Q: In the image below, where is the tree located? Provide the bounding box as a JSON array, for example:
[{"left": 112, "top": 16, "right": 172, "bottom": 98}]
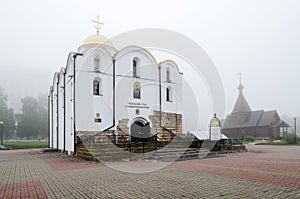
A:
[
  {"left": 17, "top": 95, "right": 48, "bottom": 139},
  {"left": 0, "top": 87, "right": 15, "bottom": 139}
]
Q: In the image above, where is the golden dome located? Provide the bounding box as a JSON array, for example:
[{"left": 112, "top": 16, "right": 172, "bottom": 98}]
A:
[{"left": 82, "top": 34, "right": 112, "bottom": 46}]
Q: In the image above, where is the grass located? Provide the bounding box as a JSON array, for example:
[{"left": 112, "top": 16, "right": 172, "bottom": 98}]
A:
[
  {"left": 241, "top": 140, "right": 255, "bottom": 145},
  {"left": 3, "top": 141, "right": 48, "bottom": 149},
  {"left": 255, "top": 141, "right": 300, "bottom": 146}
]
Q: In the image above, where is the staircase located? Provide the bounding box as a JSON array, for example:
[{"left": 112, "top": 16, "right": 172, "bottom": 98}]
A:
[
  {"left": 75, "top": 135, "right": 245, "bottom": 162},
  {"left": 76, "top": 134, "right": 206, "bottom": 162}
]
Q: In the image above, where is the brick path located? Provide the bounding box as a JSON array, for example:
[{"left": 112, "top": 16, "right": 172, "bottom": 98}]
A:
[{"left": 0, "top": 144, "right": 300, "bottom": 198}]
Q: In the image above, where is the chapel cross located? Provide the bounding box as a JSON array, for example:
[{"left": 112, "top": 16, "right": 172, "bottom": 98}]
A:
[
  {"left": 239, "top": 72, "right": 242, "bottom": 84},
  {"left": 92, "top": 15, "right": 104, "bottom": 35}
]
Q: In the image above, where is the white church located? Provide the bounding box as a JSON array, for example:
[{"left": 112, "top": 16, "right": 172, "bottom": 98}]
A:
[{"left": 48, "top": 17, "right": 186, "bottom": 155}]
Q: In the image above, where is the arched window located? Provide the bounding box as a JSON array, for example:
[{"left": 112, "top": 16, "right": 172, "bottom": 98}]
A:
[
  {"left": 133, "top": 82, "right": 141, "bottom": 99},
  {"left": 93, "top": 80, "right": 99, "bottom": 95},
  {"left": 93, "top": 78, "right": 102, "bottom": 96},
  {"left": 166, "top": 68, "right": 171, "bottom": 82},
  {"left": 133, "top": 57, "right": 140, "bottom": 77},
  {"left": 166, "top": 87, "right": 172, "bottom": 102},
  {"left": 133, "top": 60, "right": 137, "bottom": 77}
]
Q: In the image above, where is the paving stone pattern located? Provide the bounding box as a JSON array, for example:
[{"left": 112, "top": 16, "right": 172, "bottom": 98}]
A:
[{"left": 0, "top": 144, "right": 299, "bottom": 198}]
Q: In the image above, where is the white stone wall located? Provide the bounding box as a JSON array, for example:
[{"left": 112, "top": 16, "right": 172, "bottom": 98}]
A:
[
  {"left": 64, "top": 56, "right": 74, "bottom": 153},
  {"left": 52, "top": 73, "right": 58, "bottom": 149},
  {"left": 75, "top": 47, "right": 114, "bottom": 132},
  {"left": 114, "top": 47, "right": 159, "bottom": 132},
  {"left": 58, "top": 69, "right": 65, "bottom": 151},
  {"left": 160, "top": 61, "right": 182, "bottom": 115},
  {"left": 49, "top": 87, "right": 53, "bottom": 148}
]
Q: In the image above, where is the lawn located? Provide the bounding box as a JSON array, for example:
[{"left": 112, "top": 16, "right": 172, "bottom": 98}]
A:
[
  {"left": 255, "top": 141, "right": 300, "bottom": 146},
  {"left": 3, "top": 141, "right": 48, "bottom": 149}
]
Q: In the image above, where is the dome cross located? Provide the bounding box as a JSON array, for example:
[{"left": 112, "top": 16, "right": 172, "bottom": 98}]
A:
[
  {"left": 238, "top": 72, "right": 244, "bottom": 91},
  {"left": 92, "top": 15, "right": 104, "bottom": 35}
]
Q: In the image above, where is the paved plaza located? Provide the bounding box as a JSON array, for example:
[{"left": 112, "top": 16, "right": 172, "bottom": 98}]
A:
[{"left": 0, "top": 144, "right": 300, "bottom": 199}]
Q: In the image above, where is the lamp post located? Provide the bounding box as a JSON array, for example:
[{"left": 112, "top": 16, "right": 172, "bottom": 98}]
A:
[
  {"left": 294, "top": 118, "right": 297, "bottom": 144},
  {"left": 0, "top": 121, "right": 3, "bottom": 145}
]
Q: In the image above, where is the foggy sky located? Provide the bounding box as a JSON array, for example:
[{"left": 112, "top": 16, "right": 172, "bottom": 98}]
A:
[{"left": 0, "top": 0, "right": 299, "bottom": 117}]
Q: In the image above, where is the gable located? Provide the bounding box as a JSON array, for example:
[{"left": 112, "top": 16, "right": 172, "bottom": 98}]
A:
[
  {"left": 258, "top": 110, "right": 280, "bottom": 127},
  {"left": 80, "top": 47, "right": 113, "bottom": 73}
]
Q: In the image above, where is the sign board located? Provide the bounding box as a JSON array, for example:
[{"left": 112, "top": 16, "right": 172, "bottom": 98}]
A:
+ + + + + + +
Your goal:
Without including any picture, copy the listing above exactly and in full.

Exercise answer:
Q: In the image below, where is the tree located? Provide the bounding box as a JSON array, for example:
[{"left": 112, "top": 16, "right": 172, "bottom": 98}]
A:
[
  {"left": 17, "top": 95, "right": 48, "bottom": 139},
  {"left": 0, "top": 87, "right": 15, "bottom": 139}
]
Q: In the image above, where is the golden dome located? Provide the bounding box as a JSON array, for example:
[{"left": 112, "top": 16, "right": 172, "bottom": 98}]
A:
[{"left": 82, "top": 34, "right": 112, "bottom": 46}]
Q: In the image above, where is the grass located? Provide the bounding box as a JSON array, for example:
[{"left": 112, "top": 16, "right": 172, "bottom": 98}]
A:
[
  {"left": 241, "top": 140, "right": 255, "bottom": 145},
  {"left": 3, "top": 141, "right": 48, "bottom": 149},
  {"left": 255, "top": 141, "right": 300, "bottom": 146}
]
Q: In the image above, where is the staircase located? Provide the bounding box as a JSON array, for example:
[{"left": 112, "top": 16, "right": 172, "bottom": 98}]
A:
[
  {"left": 75, "top": 135, "right": 245, "bottom": 162},
  {"left": 76, "top": 134, "right": 206, "bottom": 162}
]
Q: In the image above, where is the brick path located? Provide the bounding box as a JSON array, for example:
[{"left": 112, "top": 16, "right": 172, "bottom": 98}]
A:
[{"left": 0, "top": 144, "right": 300, "bottom": 198}]
Q: In the image above, where is the chapel cross located? Provide the bounding box as a JSON array, for example:
[{"left": 112, "top": 16, "right": 172, "bottom": 98}]
A:
[
  {"left": 239, "top": 72, "right": 242, "bottom": 84},
  {"left": 92, "top": 15, "right": 104, "bottom": 35}
]
Q: In the image above, where is the white church located? Provide the bounding box as a JSON array, for example:
[{"left": 112, "top": 16, "right": 172, "bottom": 98}]
A:
[{"left": 48, "top": 17, "right": 186, "bottom": 155}]
Q: In the image above, where is the arched window located? Provide the bounding box as a JSON array, for example:
[{"left": 112, "top": 16, "right": 172, "bottom": 98}]
A:
[
  {"left": 133, "top": 82, "right": 141, "bottom": 99},
  {"left": 93, "top": 80, "right": 99, "bottom": 95},
  {"left": 93, "top": 78, "right": 102, "bottom": 96},
  {"left": 166, "top": 68, "right": 171, "bottom": 82},
  {"left": 133, "top": 57, "right": 140, "bottom": 77},
  {"left": 166, "top": 87, "right": 172, "bottom": 102},
  {"left": 133, "top": 60, "right": 137, "bottom": 77}
]
Q: In the image above, where is the paving stone pattern located? Provide the bounding box as a JSON array, for example:
[{"left": 112, "top": 16, "right": 172, "bottom": 98}]
A:
[{"left": 0, "top": 144, "right": 299, "bottom": 198}]
Q: In the image above, where is the white stone wall located? Provide the bounding box as a JSON array, for example:
[{"left": 112, "top": 16, "right": 172, "bottom": 98}]
A:
[
  {"left": 64, "top": 56, "right": 74, "bottom": 153},
  {"left": 52, "top": 73, "right": 58, "bottom": 149},
  {"left": 75, "top": 47, "right": 114, "bottom": 132},
  {"left": 114, "top": 47, "right": 159, "bottom": 132},
  {"left": 58, "top": 69, "right": 65, "bottom": 151},
  {"left": 160, "top": 61, "right": 182, "bottom": 115},
  {"left": 49, "top": 87, "right": 53, "bottom": 148}
]
Q: In the image above, where is the lawn located? Provide the bounding box as a JSON array, for example:
[{"left": 112, "top": 16, "right": 172, "bottom": 98}]
A:
[
  {"left": 255, "top": 141, "right": 300, "bottom": 146},
  {"left": 3, "top": 141, "right": 48, "bottom": 149}
]
Q: In the image above, where is the dome cross located? Provide the bounding box as a JSON array, for example:
[{"left": 112, "top": 16, "right": 172, "bottom": 98}]
A:
[
  {"left": 238, "top": 72, "right": 244, "bottom": 91},
  {"left": 92, "top": 15, "right": 104, "bottom": 35}
]
Q: In the image above, where is the paved plaza located? Provide the bounding box as a JSON array, for example:
[{"left": 112, "top": 16, "right": 172, "bottom": 98}]
A:
[{"left": 0, "top": 144, "right": 300, "bottom": 199}]
Q: In the image above, where is the lamp post located? Provide the bounding box as a JSON array, for example:
[{"left": 112, "top": 16, "right": 172, "bottom": 98}]
A:
[
  {"left": 294, "top": 118, "right": 297, "bottom": 144},
  {"left": 0, "top": 121, "right": 3, "bottom": 145}
]
Q: In the image above, where is the foggy sky located? Provide the bounding box as a JSON array, for example:
[{"left": 112, "top": 16, "right": 172, "bottom": 98}]
A:
[{"left": 0, "top": 0, "right": 299, "bottom": 117}]
Q: In the image above, where is the gable located? Provide the bounding box as a JSON array, for example:
[{"left": 112, "top": 16, "right": 172, "bottom": 98}]
A:
[
  {"left": 258, "top": 110, "right": 280, "bottom": 127},
  {"left": 80, "top": 47, "right": 113, "bottom": 73}
]
Q: In the image above, where is the sign board located? Provide the bounding box as a JSON array, for example:
[{"left": 112, "top": 16, "right": 172, "bottom": 98}]
A:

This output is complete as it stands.